Source
Re: GFID to Path Conversion

Aravinda <avishwan@xxxxxxxxxx> · Thu, 10 Dec 2015 17:28:32 +0530



    Some more analysis wrt storage space,

    
    "Since support was added to the Linux kernel, there is a
      hard limit of

    64KiB for the size of each extended attribute value,
      however different

    file systems impose additional constraints. For ext2/3/4
      and btrfs,

    each extended attribute is limited to a file system block
      (e.g. 4 KiB),

    and all (including names and values) must fit together in a
      single

    block. In XFS the names can be up to 256 bytes in length,
      terminated

    by the first 0-byte, and the values can be up to 64KB of
      arbitrary

    binary data. ReiserFS allows attributes of arbitrary size."

    https://en.wikipedia.org/wiki/Extended_file_attributes

    
    Created a shell script to set 100 xattrs for a file with
      basename

    value as long as ~255.

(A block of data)
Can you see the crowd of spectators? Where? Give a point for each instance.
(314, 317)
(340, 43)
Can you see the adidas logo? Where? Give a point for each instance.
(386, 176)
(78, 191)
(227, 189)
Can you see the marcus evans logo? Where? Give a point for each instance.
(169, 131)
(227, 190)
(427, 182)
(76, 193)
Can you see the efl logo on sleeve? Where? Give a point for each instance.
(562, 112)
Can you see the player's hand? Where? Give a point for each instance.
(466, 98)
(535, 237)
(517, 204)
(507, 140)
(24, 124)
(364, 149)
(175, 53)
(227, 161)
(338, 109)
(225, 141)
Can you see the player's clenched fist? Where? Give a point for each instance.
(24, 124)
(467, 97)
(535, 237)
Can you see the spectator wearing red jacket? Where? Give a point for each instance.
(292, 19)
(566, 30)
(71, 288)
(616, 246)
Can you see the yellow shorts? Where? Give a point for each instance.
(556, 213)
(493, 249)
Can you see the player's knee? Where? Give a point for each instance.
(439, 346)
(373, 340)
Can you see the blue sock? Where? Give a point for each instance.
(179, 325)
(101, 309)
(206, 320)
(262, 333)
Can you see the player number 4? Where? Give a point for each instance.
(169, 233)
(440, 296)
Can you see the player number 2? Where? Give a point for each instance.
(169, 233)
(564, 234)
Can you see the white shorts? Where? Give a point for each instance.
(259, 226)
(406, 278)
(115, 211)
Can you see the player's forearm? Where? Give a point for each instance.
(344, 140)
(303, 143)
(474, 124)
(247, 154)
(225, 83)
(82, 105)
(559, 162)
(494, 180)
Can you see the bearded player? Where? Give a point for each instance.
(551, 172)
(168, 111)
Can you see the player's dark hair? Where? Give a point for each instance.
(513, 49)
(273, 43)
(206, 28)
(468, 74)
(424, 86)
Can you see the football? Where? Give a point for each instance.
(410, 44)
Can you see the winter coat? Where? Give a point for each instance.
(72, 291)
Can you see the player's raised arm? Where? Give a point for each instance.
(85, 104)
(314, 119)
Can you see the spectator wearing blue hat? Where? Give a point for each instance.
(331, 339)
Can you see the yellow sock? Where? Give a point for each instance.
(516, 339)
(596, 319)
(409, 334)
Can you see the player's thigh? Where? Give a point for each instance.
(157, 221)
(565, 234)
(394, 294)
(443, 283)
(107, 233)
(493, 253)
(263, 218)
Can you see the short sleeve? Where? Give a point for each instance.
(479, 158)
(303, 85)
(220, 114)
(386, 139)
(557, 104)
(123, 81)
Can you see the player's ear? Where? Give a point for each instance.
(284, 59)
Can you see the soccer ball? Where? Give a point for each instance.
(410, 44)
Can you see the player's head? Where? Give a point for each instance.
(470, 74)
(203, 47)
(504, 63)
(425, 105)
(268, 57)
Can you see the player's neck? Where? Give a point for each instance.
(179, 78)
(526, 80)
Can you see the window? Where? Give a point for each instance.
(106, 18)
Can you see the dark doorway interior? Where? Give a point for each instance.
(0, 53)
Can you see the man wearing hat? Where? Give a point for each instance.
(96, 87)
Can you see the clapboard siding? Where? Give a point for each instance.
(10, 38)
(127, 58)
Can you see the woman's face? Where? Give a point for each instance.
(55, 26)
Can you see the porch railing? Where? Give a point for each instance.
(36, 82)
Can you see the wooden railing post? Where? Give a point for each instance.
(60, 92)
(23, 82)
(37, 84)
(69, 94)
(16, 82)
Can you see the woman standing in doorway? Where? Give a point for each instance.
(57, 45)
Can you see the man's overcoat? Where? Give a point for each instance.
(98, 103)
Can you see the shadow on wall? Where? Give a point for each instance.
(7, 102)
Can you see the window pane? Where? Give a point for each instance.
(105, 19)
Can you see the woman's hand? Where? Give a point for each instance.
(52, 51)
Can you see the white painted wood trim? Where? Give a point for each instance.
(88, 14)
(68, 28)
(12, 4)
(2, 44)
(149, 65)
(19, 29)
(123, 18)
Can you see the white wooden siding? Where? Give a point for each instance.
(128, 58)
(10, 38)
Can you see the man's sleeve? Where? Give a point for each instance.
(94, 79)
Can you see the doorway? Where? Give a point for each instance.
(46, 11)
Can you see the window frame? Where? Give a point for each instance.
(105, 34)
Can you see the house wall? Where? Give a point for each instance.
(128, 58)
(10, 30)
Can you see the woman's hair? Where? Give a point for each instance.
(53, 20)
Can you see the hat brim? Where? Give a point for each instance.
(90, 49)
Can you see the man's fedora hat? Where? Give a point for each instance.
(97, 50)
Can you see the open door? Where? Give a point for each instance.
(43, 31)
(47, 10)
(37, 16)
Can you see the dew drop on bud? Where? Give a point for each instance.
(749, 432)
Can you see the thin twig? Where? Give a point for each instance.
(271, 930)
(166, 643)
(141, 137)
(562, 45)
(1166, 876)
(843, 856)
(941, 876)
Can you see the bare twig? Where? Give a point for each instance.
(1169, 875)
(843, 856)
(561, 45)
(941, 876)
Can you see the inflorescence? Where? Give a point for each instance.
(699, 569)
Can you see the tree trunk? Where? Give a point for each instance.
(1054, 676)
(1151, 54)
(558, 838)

Required work
[1] List every file system named in the quoted passage of the GFID to path conversion message, counting ext2, ext3 and ext4 as separate entries.
[2] Pick up the message on GFID to path conversion after its last sentence and carry it forward.

Responses to the tasks
[1] ext2, ext3, ext4, btrfs, XFS, ReiserFS

[2]
      # -------------------

    file=$1

    for i in {1..100}

    do

        f="very very very very loooooooooooooooooong file
nameeeeeeeeeeeeeeeeeeeeeeeeeeeeeeeeeeeeeeeeeeeeeeeeeeeeeeeeeeeeeeeeeeeeeeeeeeeeeeeeeeeeeeeeeeeeeeeeeeeeeeeeeeeeeeeeeeeeeeeeeeeeeeeeeeeeeeeeeeeeeeeeeeeeeeeeeeeeeeeeeeeeeeeeeeeeeeeeeeeeeeeeeeeeeeeeeeeeeeeee$i";

        h=$(echo $f | md5sum | awk '{print $1}');

        setfattr -n
      trusted.pgfid.3c3b44ab-f21f-4801-a0bc-5a337bd5047c.$h -v "$f"
      $file;

    done

    # -------------------

    
      Let me know if anybody thinks space could be issue for storing
      these

    information in xattrs.

    
    Other experiments:

      ------------------

    For POC, I created two python scripts one to create index
      and other

    one to retrive value(gfid to path). I used MD5 for POC
      purpose.

    
    https://gist.github.com/aravindavk/5307489f68cbcfb37d3d

    https://gist.github.com/aravindavk/d1d0ca9c874b7d3d8d86

    
    python pgfid_index.py <BRICK_PATH> # Updates required
      xattrs for all files

    
    and

    
    python gfid_to_path.py <BRICK_PATH> <GFID>
      # Returns Path for given GFID

    
    Note: This script uses `user.pgfid` prefix for xattr
      instead of

    `trusted.pgfid` for POC.

    
    Once the design is finalized, I will update storage/posix
      code.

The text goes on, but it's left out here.